[Start of Source extract]

=======================
masakari-processmonitor
=======================

Monitor Overview
------------------
The masakari-processmonitor, provides key process High Availability
for OpenStack clouds by automatically detecting the process failure.
If it detects process failure, it sends notifications to masakari-api.

If your OpenStack service runs in container(pod), this processmonitor
will not work as expected. It is recommended not to deploy processmonitor.


How does it work?
-------------------
- Processes to be monitored should be pre-configured in process_list.yaml
  file.

Define one process to be monitored as follows:

.. code-block:: yaml

    process_name: [Name of the process as it in 'ps -ef'.]
    start_command: [Start command of the process.]
    pre_start_command: [Command which is executed before start_command.]
    post_start_command: [Command which is executed after start_command.]
    restart_command: [Restart command of the process.]
    pre_restart_command: [Command which is executed before restart_command.]
    post_restart_command: [Command which is executed after restart_command.]
    run_as_root: [Bool value whether to execute commands as root authority.]

Sample of definitions is shown as follows:

.. code-block:: yaml

    # nova-compute
    - process_name: /usr/local/bin/nova-compute
      start_command: systemctl start nova-compute
      pre_start_command:
      post_start_command:
      restart_command: systemctl restart nova-compute
      pre_restart_command:
      post_restart_command:
      run_as_root: True

- If masakari-processmonitor detects one process failure, it will try to
  restart it firstly. After several retries failed, it sends notification
  to masakari-api.

[End of Source extract]
[Start of Material provided]

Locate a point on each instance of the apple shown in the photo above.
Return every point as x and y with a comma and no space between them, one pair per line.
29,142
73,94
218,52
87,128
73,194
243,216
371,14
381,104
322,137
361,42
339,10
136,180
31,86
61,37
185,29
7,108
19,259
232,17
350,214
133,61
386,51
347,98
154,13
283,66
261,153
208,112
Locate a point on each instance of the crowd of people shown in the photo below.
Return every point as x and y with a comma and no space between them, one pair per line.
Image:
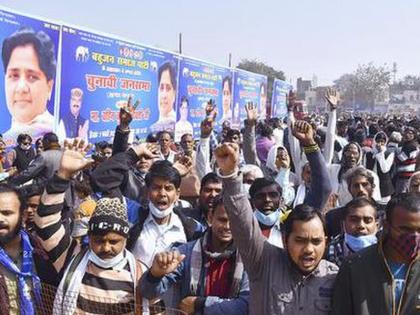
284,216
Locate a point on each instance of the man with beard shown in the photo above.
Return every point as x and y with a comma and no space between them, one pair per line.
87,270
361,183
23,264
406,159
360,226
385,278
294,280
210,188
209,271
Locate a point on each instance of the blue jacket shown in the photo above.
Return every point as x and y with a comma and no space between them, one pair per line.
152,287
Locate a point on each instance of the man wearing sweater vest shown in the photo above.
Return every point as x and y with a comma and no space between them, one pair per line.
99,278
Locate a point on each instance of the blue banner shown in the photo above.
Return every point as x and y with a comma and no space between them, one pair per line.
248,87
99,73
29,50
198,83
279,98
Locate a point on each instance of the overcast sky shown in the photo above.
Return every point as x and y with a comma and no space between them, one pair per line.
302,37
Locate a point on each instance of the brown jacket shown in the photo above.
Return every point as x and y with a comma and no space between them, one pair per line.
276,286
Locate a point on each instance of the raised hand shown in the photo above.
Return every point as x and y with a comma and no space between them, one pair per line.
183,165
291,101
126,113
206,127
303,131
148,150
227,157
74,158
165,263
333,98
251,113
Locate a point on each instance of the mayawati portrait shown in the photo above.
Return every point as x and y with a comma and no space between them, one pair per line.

[End of Material provided]

• **To be done**
**1.** List every field name in the template for defining a monitored process on the masakari-processmonitor page.
**2.** Copy the stretch from "Monitor Overview" through "to deploy processmonitor." on the masakari-processmonitor page, substituting "alerts" for "notifications".

• **Solution set**
**1.** process_name, start_command, pre_start_command, post_start_command, restart_command, pre_restart_command, post_restart_command, run_as_root

**2.**
Monitor Overview
------------------
The masakari-processmonitor, provides key process High Availability
for OpenStack clouds by automatically detecting the process failure.
If it detects process failure, it sends alerts to masakari-api.

If your OpenStack service runs in container(pod), this processmonitor
will not work as expected. It is recommended not to deploy processmonitor.